__Problem__:
Below are the entries; return exactly the line with "Box the dirt road." and every later line, without anything else.

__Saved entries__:
+ + + +

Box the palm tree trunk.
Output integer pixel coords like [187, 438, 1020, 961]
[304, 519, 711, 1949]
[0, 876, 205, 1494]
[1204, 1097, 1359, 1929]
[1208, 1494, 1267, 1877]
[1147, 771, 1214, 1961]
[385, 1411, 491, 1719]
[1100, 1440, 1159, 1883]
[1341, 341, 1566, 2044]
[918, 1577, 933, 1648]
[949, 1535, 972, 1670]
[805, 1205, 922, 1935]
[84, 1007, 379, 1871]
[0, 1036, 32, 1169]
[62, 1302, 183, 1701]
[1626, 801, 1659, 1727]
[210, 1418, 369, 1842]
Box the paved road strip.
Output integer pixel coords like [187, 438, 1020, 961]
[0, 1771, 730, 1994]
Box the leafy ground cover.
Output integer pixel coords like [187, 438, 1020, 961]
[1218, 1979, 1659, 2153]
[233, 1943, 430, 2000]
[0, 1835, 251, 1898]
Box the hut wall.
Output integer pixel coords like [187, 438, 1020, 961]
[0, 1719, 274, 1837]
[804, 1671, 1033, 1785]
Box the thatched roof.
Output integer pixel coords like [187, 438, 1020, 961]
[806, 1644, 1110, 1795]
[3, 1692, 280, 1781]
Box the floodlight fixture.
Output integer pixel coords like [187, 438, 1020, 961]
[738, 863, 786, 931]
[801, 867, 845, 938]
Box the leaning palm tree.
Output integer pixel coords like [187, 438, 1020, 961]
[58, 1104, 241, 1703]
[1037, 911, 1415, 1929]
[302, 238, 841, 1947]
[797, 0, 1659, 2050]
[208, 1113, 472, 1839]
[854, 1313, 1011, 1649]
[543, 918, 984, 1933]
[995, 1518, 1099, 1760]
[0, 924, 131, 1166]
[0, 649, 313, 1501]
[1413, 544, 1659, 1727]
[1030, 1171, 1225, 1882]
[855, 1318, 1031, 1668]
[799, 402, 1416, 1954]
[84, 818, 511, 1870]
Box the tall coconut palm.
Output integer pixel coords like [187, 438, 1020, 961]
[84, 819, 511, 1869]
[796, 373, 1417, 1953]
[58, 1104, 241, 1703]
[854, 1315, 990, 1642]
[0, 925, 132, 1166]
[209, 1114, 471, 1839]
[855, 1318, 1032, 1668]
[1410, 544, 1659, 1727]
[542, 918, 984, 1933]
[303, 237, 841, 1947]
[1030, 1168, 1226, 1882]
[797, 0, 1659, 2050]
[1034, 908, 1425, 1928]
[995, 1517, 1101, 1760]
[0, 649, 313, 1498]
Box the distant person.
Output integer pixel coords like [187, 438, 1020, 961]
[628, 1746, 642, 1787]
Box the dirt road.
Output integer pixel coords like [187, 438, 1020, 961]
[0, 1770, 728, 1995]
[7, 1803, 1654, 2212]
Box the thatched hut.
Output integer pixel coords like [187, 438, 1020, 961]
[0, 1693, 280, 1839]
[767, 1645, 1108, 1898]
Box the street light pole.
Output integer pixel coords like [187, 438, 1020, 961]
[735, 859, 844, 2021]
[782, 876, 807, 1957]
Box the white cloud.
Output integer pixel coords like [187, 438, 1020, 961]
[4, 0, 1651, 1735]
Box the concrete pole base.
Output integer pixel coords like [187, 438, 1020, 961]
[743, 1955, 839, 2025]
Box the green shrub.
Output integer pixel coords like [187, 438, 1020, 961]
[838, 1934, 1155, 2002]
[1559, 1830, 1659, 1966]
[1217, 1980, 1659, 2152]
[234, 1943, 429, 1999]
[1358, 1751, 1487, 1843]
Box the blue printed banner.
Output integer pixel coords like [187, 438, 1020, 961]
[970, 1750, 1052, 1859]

+ + + +

__Exercise output__:
Box the dirt road.
Output integer pixel coords like [187, 438, 1020, 961]
[0, 1770, 728, 1995]
[7, 1803, 1654, 2212]
Box the thatched hut.
Output integer pixel coords like [187, 438, 1020, 961]
[0, 1693, 280, 1839]
[767, 1645, 1108, 1898]
Box the street light pole.
Output integer pixel coords like [187, 438, 1020, 961]
[735, 859, 844, 2021]
[782, 876, 807, 1957]
Box the white cloud.
Output integer pixel coords like [187, 438, 1020, 961]
[4, 0, 1651, 1735]
Box the concrete pole base.
Output integer pixel coords like [187, 438, 1020, 961]
[743, 1955, 839, 2025]
Box the green shrub.
Output integer pixel coords like [187, 438, 1020, 961]
[838, 1934, 1155, 2002]
[1559, 1830, 1659, 1966]
[1217, 1980, 1659, 2152]
[234, 1943, 429, 1999]
[1358, 1751, 1487, 1843]
Box the blue printed banner.
Output integer pixel coords like [187, 438, 1020, 961]
[970, 1750, 1052, 1859]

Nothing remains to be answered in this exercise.